Reading passage:
--- start ---
The @scheme[path-element->bytes] procedure is generally the right
choice (in combination with @scheme[split-path]) for extracting the
content of a path to manipulate it at the ASCII level (then
reassembling the result with @scheme[bytes->path-element] and
@scheme[build-path]).}
@defproc[(path-convention-type [path path?])
(one-of 'unix 'windows)]{
Accepts a path value (not a string) and returns its convention
type.}
@defproc[(system-path-convention-type)
(one-of 'unix 'windows)]{
Returns the path convention type of the current platform:
@indexed-scheme['unix] for @|AllUnix|, @indexed-scheme['windows] for
Windows.}
@defproc[(build-path [base (or/c path-string?
(one-of/c 'up 'same))]
[sub (or/c (and/c path-string?
(not/c complete-path?))
(one-of/c 'up 'same))] ...)
path?]{
Creates a path given a base path and any number of sub-path
extensions. If @scheme[base] is an absolute path, the result is an
absolute path, otherwise the result is a relative path.
The @scheme[base] and each @scheme[sub] must be either a relative
path, the symbol @indexed-scheme['up] (indicating the relative parent
directory), or the symbol @indexed-scheme['same] (indicating the
relative current directory). For Windows paths, if @scheme[base] is a
drive specification (with or without a trailing slash) the first
@scheme[sub] can be an absolute (driveless) path. For all platforms,
the last @scheme[sub] can be a filename.
--- end ---
Data for the task:
--- start ---
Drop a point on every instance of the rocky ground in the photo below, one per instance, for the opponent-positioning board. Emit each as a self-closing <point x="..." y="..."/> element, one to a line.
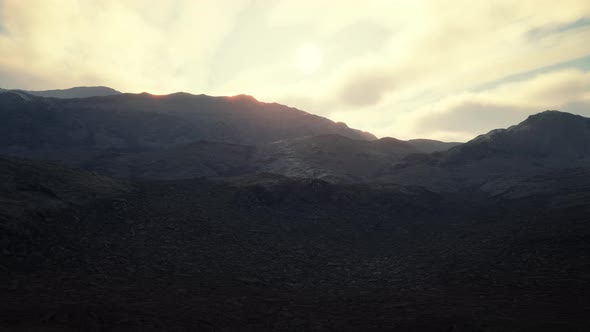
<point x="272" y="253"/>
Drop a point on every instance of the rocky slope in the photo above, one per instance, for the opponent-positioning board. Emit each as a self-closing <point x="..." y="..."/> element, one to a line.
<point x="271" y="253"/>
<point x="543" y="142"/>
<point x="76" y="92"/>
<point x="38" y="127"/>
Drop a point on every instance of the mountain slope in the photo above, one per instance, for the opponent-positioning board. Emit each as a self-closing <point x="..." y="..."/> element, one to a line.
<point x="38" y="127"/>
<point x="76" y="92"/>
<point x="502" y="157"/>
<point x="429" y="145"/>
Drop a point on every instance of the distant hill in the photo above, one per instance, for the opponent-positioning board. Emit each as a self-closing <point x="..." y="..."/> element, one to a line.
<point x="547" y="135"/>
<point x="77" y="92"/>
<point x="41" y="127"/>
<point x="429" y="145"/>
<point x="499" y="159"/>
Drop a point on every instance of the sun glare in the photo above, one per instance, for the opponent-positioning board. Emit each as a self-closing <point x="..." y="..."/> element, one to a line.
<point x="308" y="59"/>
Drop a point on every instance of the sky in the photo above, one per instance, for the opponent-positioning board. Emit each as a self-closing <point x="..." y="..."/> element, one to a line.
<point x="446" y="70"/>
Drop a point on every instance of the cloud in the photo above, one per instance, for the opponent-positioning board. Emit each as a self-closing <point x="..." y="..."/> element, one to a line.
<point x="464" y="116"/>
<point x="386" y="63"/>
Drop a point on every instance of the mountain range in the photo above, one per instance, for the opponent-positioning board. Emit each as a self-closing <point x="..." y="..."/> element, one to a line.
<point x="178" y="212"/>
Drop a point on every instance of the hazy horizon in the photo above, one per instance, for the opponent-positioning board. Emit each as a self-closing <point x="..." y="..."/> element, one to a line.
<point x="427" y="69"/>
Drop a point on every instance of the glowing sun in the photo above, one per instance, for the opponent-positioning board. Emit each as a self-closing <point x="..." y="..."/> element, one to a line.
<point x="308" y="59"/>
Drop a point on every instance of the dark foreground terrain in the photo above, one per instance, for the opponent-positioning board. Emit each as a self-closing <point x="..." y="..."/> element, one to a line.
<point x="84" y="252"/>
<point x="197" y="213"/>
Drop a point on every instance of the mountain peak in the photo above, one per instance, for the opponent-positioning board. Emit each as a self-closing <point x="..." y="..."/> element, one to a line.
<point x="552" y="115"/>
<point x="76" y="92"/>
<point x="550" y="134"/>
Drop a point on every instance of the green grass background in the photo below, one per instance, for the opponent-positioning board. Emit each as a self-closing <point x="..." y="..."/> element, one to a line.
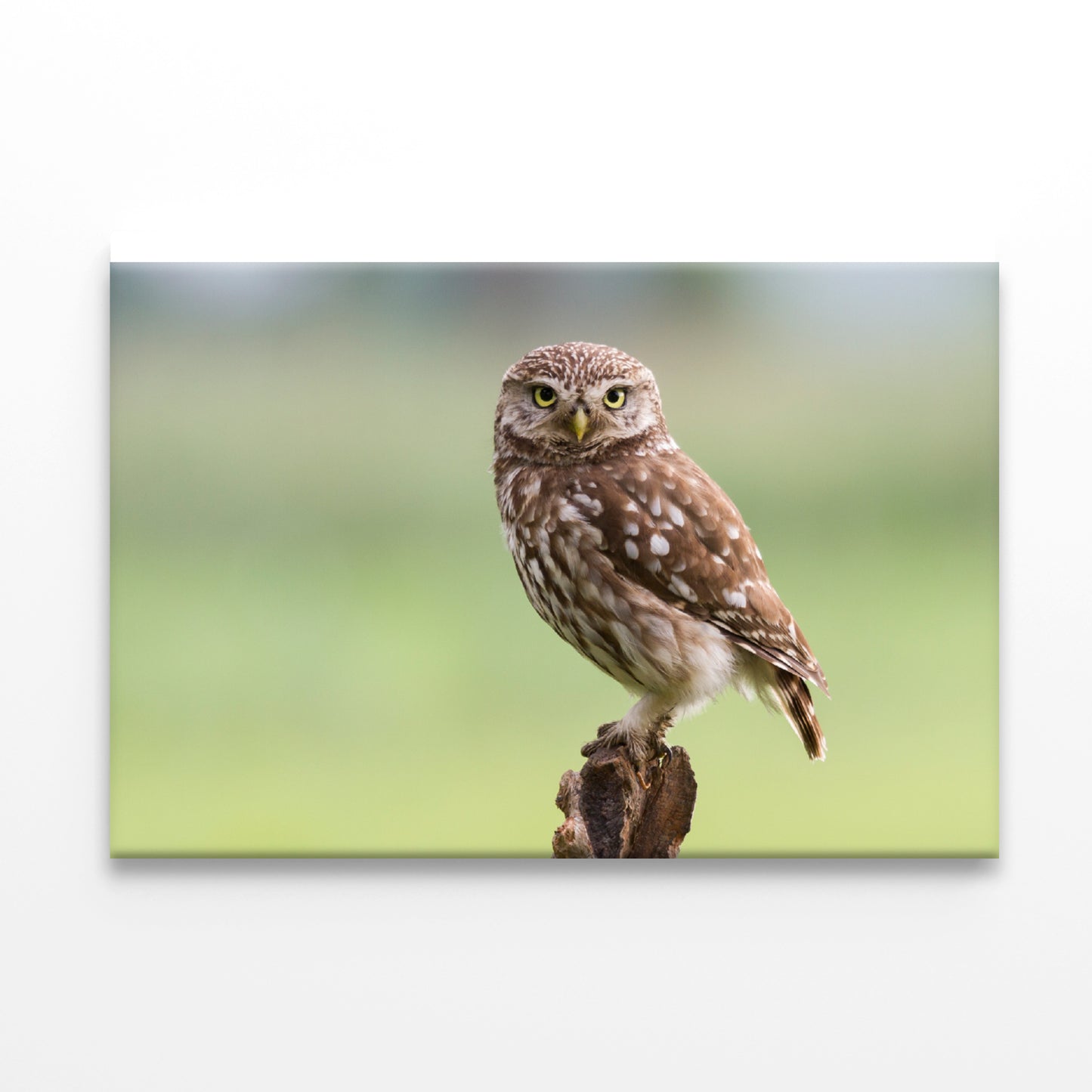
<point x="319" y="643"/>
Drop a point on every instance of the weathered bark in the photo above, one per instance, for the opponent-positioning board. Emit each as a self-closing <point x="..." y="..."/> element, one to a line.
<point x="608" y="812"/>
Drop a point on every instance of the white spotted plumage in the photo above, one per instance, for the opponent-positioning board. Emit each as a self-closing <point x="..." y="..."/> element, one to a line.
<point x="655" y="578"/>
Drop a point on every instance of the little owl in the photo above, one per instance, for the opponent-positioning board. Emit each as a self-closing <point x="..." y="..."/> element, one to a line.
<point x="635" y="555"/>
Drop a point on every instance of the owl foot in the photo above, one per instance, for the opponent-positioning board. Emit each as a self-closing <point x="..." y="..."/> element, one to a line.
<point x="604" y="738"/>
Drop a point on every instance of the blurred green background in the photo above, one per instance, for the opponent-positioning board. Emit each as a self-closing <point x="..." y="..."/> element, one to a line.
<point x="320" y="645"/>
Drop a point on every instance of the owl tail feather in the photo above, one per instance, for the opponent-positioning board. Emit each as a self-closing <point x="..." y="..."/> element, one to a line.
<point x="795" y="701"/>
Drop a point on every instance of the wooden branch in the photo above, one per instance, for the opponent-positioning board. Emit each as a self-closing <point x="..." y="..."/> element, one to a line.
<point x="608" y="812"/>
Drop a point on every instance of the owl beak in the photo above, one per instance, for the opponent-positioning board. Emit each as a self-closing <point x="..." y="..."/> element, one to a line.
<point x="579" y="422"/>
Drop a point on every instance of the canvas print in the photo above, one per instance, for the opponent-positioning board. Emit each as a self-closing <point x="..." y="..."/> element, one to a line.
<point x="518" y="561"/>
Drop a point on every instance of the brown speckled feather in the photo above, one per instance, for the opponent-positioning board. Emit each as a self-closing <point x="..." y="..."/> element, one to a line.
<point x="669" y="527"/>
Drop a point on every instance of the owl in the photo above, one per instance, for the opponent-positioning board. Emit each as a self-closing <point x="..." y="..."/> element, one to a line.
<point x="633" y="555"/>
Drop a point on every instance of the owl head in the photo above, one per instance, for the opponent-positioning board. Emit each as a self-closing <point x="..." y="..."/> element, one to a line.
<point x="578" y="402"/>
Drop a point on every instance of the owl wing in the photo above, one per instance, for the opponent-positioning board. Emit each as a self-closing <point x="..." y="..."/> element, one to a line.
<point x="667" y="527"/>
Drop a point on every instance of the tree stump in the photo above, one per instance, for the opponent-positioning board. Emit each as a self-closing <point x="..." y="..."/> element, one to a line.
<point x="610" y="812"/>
--- end ---
Direction 1: Retype the documentation on paths in full, with no changes.
Direction 2: Update the records from the line containing "Drop a point on every instance of the owl head" through the end of the records, replacing "tree stump" with "fallen log" and leaving everything else unchanged. Give only those lines.
The documentation on paths and the records are unrelated material.

Correct response 1:
The @scheme[path-element->bytes] procedure is generally the right
choice (in combination with @scheme[split-path]) for extracting the
content of a path to manipulate it at the ASCII level (then
reassembling the result with @scheme[bytes->path-element] and
@scheme[build-path]).}
@defproc[(path-convention-type [path path?])
(one-of 'unix 'windows)]{
Accepts a path value (not a string) and returns its convention
type.}
@defproc[(system-path-convention-type)
(one-of 'unix 'windows)]{
Returns the path convention type of the current platform:
@indexed-scheme['unix] for @|AllUnix|, @indexed-scheme['windows] for
Windows.}
@defproc[(build-path [base (or/c path-string?
(one-of/c 'up 'same))]
[sub (or/c (and/c path-string?
(not/c complete-path?))
(one-of/c 'up 'same))] ...)
path?]{
Creates a path given a base path and any number of sub-path
extensions. If @scheme[base] is an absolute path, the result is an
absolute path, otherwise the result is a relative path.
The @scheme[base] and each @scheme[sub] must be either a relative
path, the symbol @indexed-scheme['up] (indicating the relative parent
directory), or the symbol @indexed-scheme['same] (indicating the
relative current directory). For Windows paths, if @scheme[base] is a
drive specification (with or without a trailing slash) the first
@scheme[sub] can be an absolute (driveless) path. For all platforms,
the last @scheme[sub] can be a filename.

Correct response 2:
Drop a point on every instance of the owl head in the photo above, one per instance, for the opponent-positioning board. Emit each as a self-closing <point x="..." y="..."/> element, one to a line.
<point x="578" y="402"/>
Drop a point on every instance of the owl wing in the photo above, one per instance, for the opponent-positioning board. Emit each as a self-closing <point x="..." y="..."/> element, one to a line.
<point x="667" y="527"/>
Drop a point on every instance of the fallen log in the photo above, one per instance, for the opponent-positioning board. Emit each as a self-closing <point x="..." y="..."/> element, one to a line.
<point x="610" y="812"/>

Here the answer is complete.